Perbarui kutipan tentang Sunnah Nabi dengan menuliskan kembali bagian yang dimulai pada kata-kata "Dengan kata lain, Sunnah-Sunnah" dan berhenti setelah "berdasar pada Qur’an.". Ganti "syariat" dengan "ajaran" di dalamnya.

Kutipan teks »

--------

Amat berat bagi orang-orang musyrik agama yang kamu seru mereka kepadanya.
Allah menarik kepada agama itu orang yang dikehendaki-Nya dan memberi petunjuk
kepada (agama)-Nya orang yang kembali (kepada-Nya).
أَمْ لَهُمْ شُرَكَاءُ
شَرَعُوا لَهُمْ مِنَ الدِّينِ مَا لَمْ يَأْذَنْ بِهِ اللَّهُ ۚ وَلَوْلَا كَلِمَةُ الْفَصْلِ لَقُضِيَ بَيْنَهُمْ
ۗ وَإِنَّ الظَّالِمِينَ لَهُمْ عَذَابٌ أَلِيمٌ
21. Apakah mereka mempunyai
sembahan-sembahan SELAIN ALLAH YANG MENSYARIATKAN UNTUK MEREKA AGAMA YANG TIDAK
DIIZINKAN ALLAH? Sekiranya tak ada ketetapan yang menentukan (dari Allah) tentulah
mereka telah dibinasakan. Dan Sesungguhnya orang-orang yang zalim itu akan
memperoleh azab yang Amat pedih.
Dengan kata lain, Sunnah-Sunnah Nabi
yang harus dan wajib kita ikuti, itu adalah Sunnah-Sunnah beliau yang terkait
dengan Qur’an saja. Kalau pun ada berita-berita yang disandarkan kepada beliau
SAW (Hadis-Hadis), kalau itu syariat (akidah, fikih, tasawuf, spiritual, dan
semisalnya), harus dan wajib ada cantolan Qur’annya. Mesti berdasar pada Qur’an.

--------

Sederet daftar
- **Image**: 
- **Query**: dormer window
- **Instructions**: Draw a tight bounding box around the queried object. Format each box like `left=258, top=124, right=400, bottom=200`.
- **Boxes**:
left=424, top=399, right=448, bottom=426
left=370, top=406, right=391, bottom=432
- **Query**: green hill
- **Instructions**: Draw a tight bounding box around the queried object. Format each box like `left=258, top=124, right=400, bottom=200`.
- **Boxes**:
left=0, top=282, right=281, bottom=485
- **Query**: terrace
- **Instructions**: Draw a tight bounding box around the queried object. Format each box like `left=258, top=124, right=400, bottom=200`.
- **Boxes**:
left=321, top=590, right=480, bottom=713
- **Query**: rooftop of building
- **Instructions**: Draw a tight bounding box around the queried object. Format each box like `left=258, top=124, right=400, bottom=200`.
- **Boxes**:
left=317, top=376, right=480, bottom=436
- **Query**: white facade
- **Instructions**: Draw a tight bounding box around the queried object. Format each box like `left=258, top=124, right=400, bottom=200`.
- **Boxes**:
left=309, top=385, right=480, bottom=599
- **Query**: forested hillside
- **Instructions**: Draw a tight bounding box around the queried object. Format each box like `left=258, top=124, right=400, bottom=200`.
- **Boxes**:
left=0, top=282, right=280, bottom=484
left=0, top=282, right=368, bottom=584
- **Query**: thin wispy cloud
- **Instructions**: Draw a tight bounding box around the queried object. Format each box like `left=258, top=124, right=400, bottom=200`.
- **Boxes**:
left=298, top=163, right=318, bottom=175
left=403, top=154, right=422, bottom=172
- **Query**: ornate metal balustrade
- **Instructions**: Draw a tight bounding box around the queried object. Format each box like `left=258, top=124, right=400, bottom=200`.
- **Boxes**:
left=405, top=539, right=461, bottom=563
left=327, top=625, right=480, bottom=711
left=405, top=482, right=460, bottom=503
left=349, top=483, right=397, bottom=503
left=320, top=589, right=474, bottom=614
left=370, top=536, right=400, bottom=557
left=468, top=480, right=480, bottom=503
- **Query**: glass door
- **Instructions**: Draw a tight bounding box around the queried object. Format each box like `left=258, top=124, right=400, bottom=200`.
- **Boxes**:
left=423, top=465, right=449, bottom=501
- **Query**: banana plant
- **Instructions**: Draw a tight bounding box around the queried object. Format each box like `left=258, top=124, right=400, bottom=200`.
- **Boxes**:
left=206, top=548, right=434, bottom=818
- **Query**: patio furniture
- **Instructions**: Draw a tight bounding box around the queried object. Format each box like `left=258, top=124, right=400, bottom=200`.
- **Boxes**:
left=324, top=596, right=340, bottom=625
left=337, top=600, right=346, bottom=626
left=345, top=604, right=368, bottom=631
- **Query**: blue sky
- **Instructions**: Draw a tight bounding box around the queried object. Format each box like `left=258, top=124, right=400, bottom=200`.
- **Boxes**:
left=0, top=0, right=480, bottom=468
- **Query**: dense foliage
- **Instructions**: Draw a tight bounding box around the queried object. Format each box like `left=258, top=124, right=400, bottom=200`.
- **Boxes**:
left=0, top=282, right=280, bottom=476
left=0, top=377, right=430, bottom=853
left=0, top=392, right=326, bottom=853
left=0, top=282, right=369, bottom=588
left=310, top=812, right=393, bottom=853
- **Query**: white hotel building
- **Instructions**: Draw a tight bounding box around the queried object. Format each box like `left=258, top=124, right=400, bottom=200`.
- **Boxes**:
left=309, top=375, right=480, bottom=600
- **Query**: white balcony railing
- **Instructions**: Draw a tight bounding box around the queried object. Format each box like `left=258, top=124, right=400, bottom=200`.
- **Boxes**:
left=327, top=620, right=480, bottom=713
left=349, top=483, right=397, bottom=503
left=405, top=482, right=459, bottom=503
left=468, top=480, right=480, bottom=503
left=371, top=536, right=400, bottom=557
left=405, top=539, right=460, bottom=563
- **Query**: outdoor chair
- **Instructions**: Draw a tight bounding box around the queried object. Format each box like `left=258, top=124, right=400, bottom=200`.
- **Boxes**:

--------

Jawaban tugas »
Dengan kata lain, Sunnah-Sunnah Nabi
yang harus dan wajib kita ikuti, itu adalah Sunnah-Sunnah beliau yang terkait
dengan Qur’an saja. Kalau pun ada berita-berita yang disandarkan kepada beliau
SAW (Hadis-Hadis), kalau itu ajaran (akidah, fikih, tasawuf, spiritual, dan
semisalnya), harus dan wajib ada cantolan Qur’annya. Mesti berdasar pada Qur’an.